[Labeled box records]
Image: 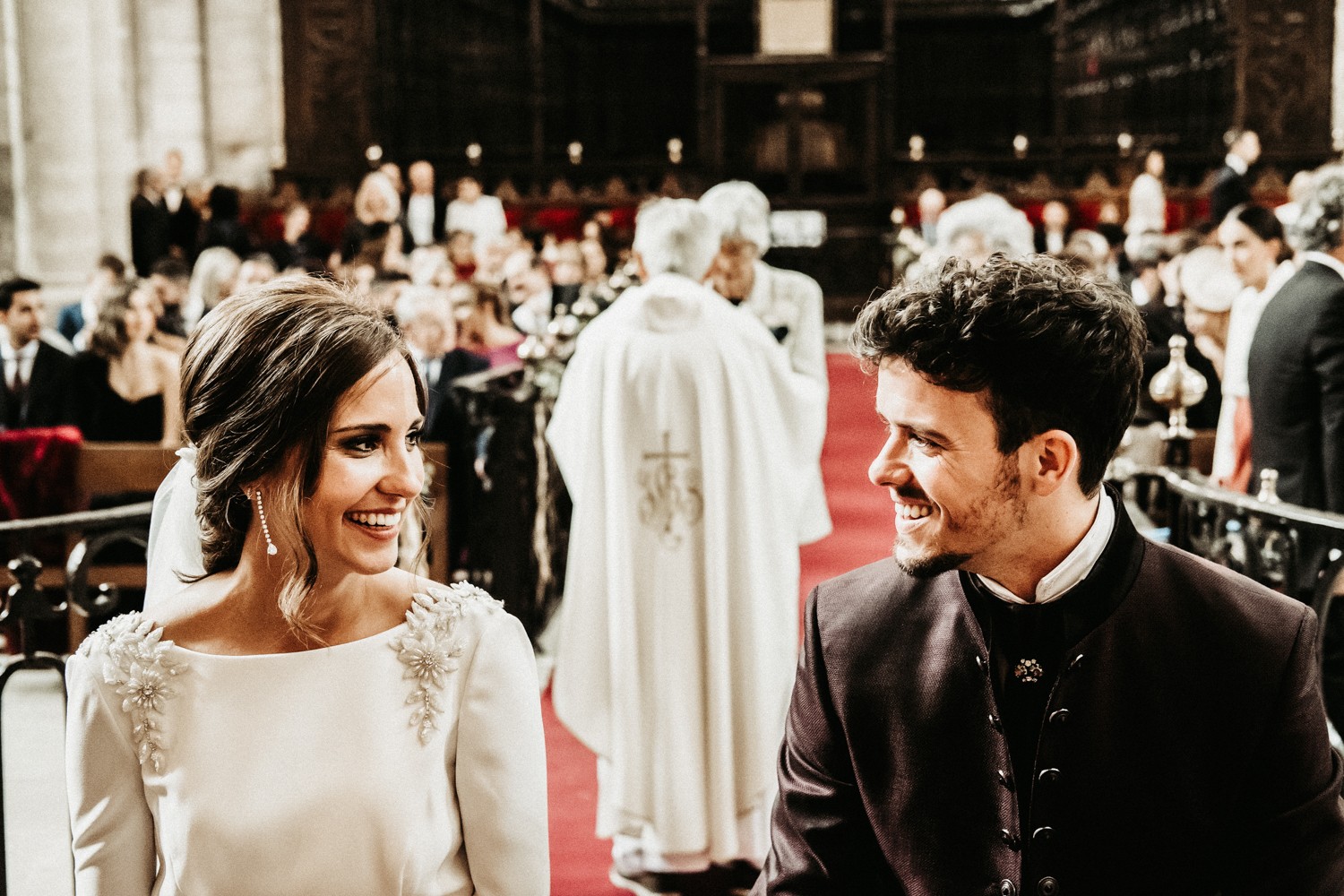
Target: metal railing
[0,501,153,896]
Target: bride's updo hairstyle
[182,277,425,637]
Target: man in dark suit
[401,159,448,255]
[131,168,169,277]
[1209,130,1261,227]
[1247,159,1344,719]
[755,256,1344,896]
[0,277,74,430]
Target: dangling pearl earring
[257,489,280,556]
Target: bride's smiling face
[300,352,425,581]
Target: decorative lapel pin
[1012,659,1046,684]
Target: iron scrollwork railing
[0,501,153,896]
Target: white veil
[145,446,204,614]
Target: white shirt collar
[1303,251,1344,277]
[976,490,1116,605]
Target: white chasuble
[547,274,825,861]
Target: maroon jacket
[755,504,1344,896]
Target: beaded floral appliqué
[390,583,504,745]
[80,613,187,771]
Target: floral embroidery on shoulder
[390,582,504,745]
[80,613,187,771]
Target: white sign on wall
[761,0,835,56]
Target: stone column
[199,0,285,189]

PROBLEM STATEMENT: Please format all the lines above as a JSON list of strings, one string per line. Skip blank lines and leave out the pictures.

COMPLETED EXERCISE:
[
  "Image: ",
  "Target: metal railing",
  "[0,501,153,896]",
  "Target: bride's updo hairstyle",
  "[182,277,425,637]",
  "Target: man in dark suit",
  "[401,159,448,255]",
  "[131,168,169,277]",
  "[1209,130,1261,227]",
  "[1247,159,1344,719]",
  "[755,256,1344,896]",
  "[0,277,74,430]",
  "Target: dangling pearl earring",
  "[257,489,280,556]",
  "Target: bride's smiling face",
  "[300,352,425,581]",
  "Target: decorative lapel pin",
  "[1012,659,1046,684]",
  "Target: iron scrollwork railing",
  "[0,501,153,896]",
  "Target: white veil",
  "[145,446,204,614]",
  "Target: white shirt collar",
  "[1303,251,1344,277]",
  "[976,490,1116,605]",
  "Target: white chasuble",
  "[547,274,825,861]",
  "Target: maroon jacket",
  "[755,504,1344,896]",
  "Target: beaded floral appliqué",
  "[390,583,504,745]",
  "[80,613,187,771]",
  "Target: floral embroidery on shoulder",
  "[390,582,504,745]",
  "[80,613,187,771]",
  "Target: white sign on wall",
  "[761,0,835,56]",
  "Target: stone column",
  "[199,0,285,189]"
]